What the task asks: All of the entries should be restated word for word, but without their pictures.

[Point localization data]
=== Section Start ===

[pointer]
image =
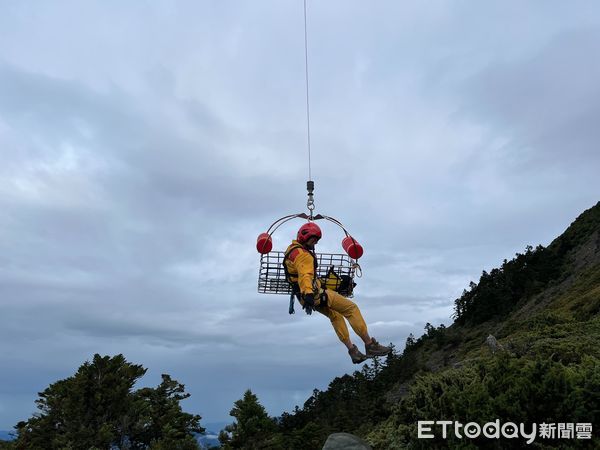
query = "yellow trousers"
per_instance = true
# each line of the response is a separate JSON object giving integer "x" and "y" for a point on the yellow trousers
{"x": 338, "y": 310}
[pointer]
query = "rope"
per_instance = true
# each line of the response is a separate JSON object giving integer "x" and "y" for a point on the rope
{"x": 307, "y": 102}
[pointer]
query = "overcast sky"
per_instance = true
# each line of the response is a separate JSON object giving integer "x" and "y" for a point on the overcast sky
{"x": 145, "y": 145}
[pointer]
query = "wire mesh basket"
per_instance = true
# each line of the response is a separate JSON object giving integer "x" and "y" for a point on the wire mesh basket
{"x": 336, "y": 272}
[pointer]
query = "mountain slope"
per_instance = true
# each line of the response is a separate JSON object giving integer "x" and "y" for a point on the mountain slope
{"x": 543, "y": 365}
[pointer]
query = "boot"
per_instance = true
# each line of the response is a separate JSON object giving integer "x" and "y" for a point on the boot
{"x": 376, "y": 349}
{"x": 356, "y": 355}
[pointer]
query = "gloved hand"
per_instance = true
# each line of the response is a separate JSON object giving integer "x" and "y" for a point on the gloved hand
{"x": 309, "y": 303}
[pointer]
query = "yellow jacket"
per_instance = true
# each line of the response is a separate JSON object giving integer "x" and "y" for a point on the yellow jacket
{"x": 301, "y": 265}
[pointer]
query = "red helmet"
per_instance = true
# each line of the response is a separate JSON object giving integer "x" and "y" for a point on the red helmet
{"x": 307, "y": 231}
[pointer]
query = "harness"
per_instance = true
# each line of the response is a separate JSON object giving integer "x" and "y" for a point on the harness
{"x": 294, "y": 283}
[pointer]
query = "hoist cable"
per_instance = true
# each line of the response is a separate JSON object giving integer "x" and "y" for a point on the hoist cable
{"x": 307, "y": 101}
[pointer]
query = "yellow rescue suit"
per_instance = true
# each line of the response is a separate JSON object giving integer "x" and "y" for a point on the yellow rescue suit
{"x": 301, "y": 267}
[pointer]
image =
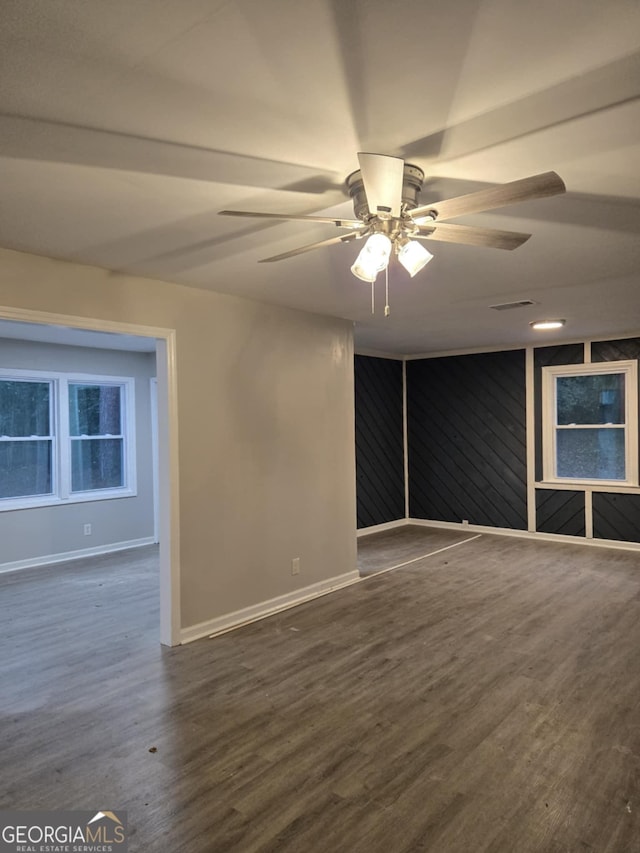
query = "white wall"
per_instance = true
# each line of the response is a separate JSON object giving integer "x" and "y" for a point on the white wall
{"x": 46, "y": 532}
{"x": 266, "y": 428}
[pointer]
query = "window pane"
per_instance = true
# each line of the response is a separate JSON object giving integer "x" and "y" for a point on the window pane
{"x": 96, "y": 464}
{"x": 595, "y": 399}
{"x": 591, "y": 454}
{"x": 25, "y": 468}
{"x": 94, "y": 409}
{"x": 24, "y": 408}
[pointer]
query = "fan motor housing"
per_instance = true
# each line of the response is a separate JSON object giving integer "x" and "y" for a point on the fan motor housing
{"x": 412, "y": 180}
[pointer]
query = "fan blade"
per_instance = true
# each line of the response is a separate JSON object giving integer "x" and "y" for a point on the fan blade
{"x": 382, "y": 179}
{"x": 344, "y": 238}
{"x": 492, "y": 238}
{"x": 341, "y": 223}
{"x": 526, "y": 189}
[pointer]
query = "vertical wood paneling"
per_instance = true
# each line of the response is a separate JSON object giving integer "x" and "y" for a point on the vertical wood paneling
{"x": 616, "y": 517}
{"x": 559, "y": 511}
{"x": 466, "y": 437}
{"x": 379, "y": 440}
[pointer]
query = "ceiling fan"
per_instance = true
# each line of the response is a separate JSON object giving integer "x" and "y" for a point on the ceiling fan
{"x": 385, "y": 192}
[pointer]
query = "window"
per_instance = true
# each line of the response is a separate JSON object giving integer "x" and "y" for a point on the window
{"x": 64, "y": 438}
{"x": 590, "y": 433}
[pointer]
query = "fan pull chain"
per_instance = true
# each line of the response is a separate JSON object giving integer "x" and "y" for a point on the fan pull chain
{"x": 387, "y": 310}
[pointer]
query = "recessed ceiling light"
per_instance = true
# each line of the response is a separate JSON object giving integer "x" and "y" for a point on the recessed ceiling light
{"x": 547, "y": 324}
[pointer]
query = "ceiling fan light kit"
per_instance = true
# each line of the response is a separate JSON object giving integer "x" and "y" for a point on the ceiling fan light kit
{"x": 385, "y": 192}
{"x": 373, "y": 257}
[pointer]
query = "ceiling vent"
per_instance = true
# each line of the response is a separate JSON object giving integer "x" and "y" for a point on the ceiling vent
{"x": 507, "y": 306}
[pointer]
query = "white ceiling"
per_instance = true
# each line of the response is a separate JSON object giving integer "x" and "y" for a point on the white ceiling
{"x": 125, "y": 126}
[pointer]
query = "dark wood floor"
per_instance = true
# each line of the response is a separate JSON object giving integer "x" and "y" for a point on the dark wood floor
{"x": 483, "y": 700}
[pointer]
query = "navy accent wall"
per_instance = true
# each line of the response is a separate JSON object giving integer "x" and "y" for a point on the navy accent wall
{"x": 616, "y": 516}
{"x": 379, "y": 440}
{"x": 466, "y": 435}
{"x": 559, "y": 511}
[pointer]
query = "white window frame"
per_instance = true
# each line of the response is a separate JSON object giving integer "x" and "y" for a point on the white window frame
{"x": 550, "y": 375}
{"x": 61, "y": 439}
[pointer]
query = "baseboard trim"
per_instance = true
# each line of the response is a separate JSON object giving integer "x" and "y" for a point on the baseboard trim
{"x": 380, "y": 528}
{"x": 63, "y": 557}
{"x": 538, "y": 536}
{"x": 231, "y": 621}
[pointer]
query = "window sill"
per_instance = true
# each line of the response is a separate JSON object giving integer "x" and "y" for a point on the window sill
{"x": 38, "y": 502}
{"x": 587, "y": 487}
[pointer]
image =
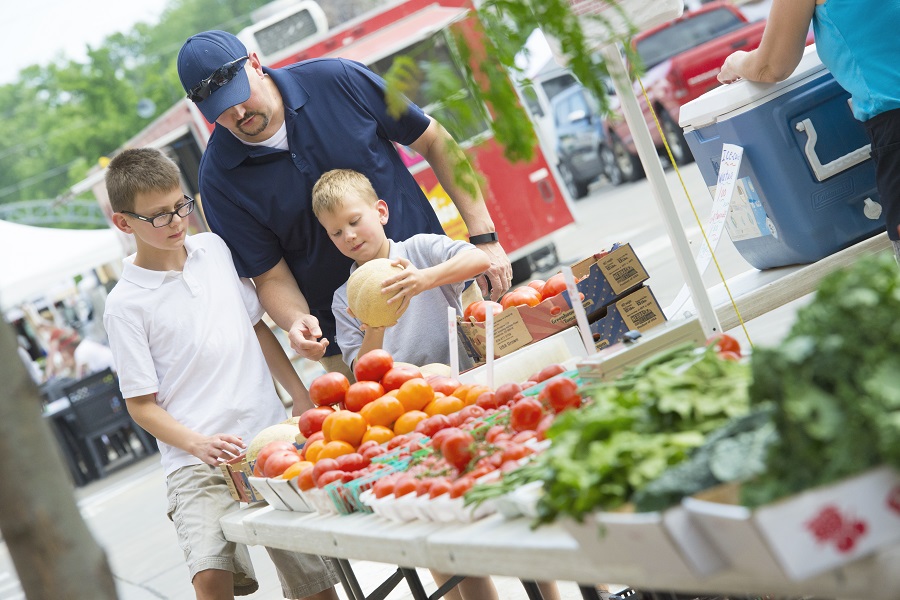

=== Section End ===

Response below:
[pointer]
image =
query = "yellow trousers"
per_instance = true
# each line of the response is a separate JSON object giving integer "x" and "y" for a point on the yellow trousers
{"x": 338, "y": 310}
[pointer]
query = "rope"
per_instance = true
# each line of the response is a separate JSON object giving integer "x" and "y" for a point on the rope
{"x": 307, "y": 102}
[pointer]
query = "overcast sky"
per_instance = true
# each line of the response is a separate JSON object giving integer "x" and "y" for a point on the overcast sky
{"x": 145, "y": 145}
[pointer]
query = "wire mesh basket"
per_instance = true
# each line of the response is a separate JSON object giving integer "x" and "y" for a point on the wire mesh basket
{"x": 336, "y": 272}
[pointer]
query = "mountain slope"
per_instance = true
# each line of the response is a separate JSON object giving integer "x" and "y" for a point on the mountain slope
{"x": 543, "y": 365}
[pointer]
query = "boot"
per_instance = true
# each line of the response is a separate JSON object giving integer "x" and "y" for a point on the boot
{"x": 376, "y": 349}
{"x": 356, "y": 355}
[pointer]
query = "gloved hand"
per_instance = true
# each line of the response is a separate JSON object giving integer "x" and "y" for a point on the gloved hand
{"x": 309, "y": 303}
[pointer]
query = "yellow jacket"
per_instance = true
# each line of the response is a separate JSON object giving integer "x" and "y" for a point on the yellow jacket
{"x": 301, "y": 265}
[pointer]
query = "red helmet"
per_instance = true
# each line of the response is a separate JSON object giving integer "x" and "y" for a point on the red helmet
{"x": 307, "y": 231}
[pointer]
query = "harness"
per_instance = true
# each line of the response is a separate JSON object giving integer "x" and "y" for a point on the harness
{"x": 294, "y": 283}
[pointer]
query = "hoist cable"
per_instance = true
# each line of the response is a separate JSON object giving integer "x" and "y" for a point on the hoist cable
{"x": 307, "y": 101}
[pointer]
query = "yellow rescue suit"
per_instance = true
# each line of the response is a separate JSON object giving integer "x" and "y" for a point on the yellow rescue suit
{"x": 301, "y": 267}
[pointer]
image =
query = "white wall"
per_instance = true
# each line of the response is a separate JSON object giving integer "x" and "y" for a point on the white wall
{"x": 46, "y": 532}
{"x": 266, "y": 428}
[pointer]
query = "window pane"
per_instance = true
# each line of the response is a separate JSON object giving integer "x" and "y" for a point on the window pane
{"x": 96, "y": 464}
{"x": 595, "y": 399}
{"x": 591, "y": 454}
{"x": 25, "y": 468}
{"x": 94, "y": 409}
{"x": 24, "y": 408}
[pointer]
query = "fan motor housing"
per_instance = true
# each line of the response is a separate JSON object giving integer "x" and "y" for a point on the fan motor housing
{"x": 412, "y": 180}
[pointer]
query = "fan blade"
per_instance = true
# each line of the response is a separate JSON object giving integer "x" and "y" for a point on the fan blade
{"x": 382, "y": 179}
{"x": 344, "y": 238}
{"x": 492, "y": 238}
{"x": 341, "y": 223}
{"x": 526, "y": 189}
[pointer]
query = "vertical wood paneling"
per_instance = true
# each line of the response is a separate JSON object giving integer "x" and "y" for a point on the vertical wood paneling
{"x": 616, "y": 517}
{"x": 559, "y": 511}
{"x": 466, "y": 437}
{"x": 379, "y": 440}
[pointer]
query = "ceiling fan"
per_instance = true
# each line of the response is a separate JSON object giving integer "x" and "y" for a point on the ceiling fan
{"x": 385, "y": 192}
[pointer]
query = "window"
per_instance = true
# each line of the response is a separate JSON object giving integer "x" and "y" for a point on the window
{"x": 64, "y": 438}
{"x": 590, "y": 433}
[pointer]
query = "fan pull chain"
per_instance = true
# each line of the response is a separate JSON object giving integer "x" and "y" for a point on the fan pull chain
{"x": 387, "y": 310}
[pointer]
query = "recessed ceiling light"
per_instance = true
# each line of the response is a separate JSON object giving integer "x" and "y" for a point on the recessed ceiling light
{"x": 547, "y": 324}
[pointer]
query = "ceiling fan light kit"
per_instance = true
# each line of the response is a separate JSON object giving integer "x" and "y" for a point on the ceiling fan light kit
{"x": 385, "y": 192}
{"x": 373, "y": 257}
[pointer]
query = "ceiling vent"
per_instance = true
# each line of the response is a separate JSON object giving integer "x" and "y" for a point on the ceiling vent
{"x": 507, "y": 306}
[pointer]
query = "white ceiling"
per_instance = true
# each line of the response is a separate JSON object giving integer "x" and "y" for a point on the white ceiling
{"x": 125, "y": 126}
[pointer]
query = "dark wood floor"
per_instance = true
# each line of the response is a separate JSON object giving integer "x" and "y" for a point on the dark wood floor
{"x": 483, "y": 700}
[pointer]
query = "navy accent wall"
per_instance = true
# each line of the response is a separate JSON object giving integer "x" and "y" for a point on the navy accent wall
{"x": 616, "y": 516}
{"x": 379, "y": 440}
{"x": 466, "y": 435}
{"x": 559, "y": 511}
[pointer]
query = "white window frame"
per_instance = true
# each line of the response is a separate JSON object giving integer "x" and "y" for a point on the white window frame
{"x": 550, "y": 375}
{"x": 61, "y": 439}
[pointer]
query = "baseboard trim"
per_instance = true
# each line of the response is a separate JSON object giving integer "x" and "y" for a point on the baseboard trim
{"x": 380, "y": 528}
{"x": 63, "y": 557}
{"x": 538, "y": 536}
{"x": 231, "y": 621}
[pointer]
query = "window sill"
per_instance = true
# each line of the response is a separate JSON object giving integer "x" and "y" for a point on the window sill
{"x": 38, "y": 502}
{"x": 587, "y": 487}
[pointer]
image =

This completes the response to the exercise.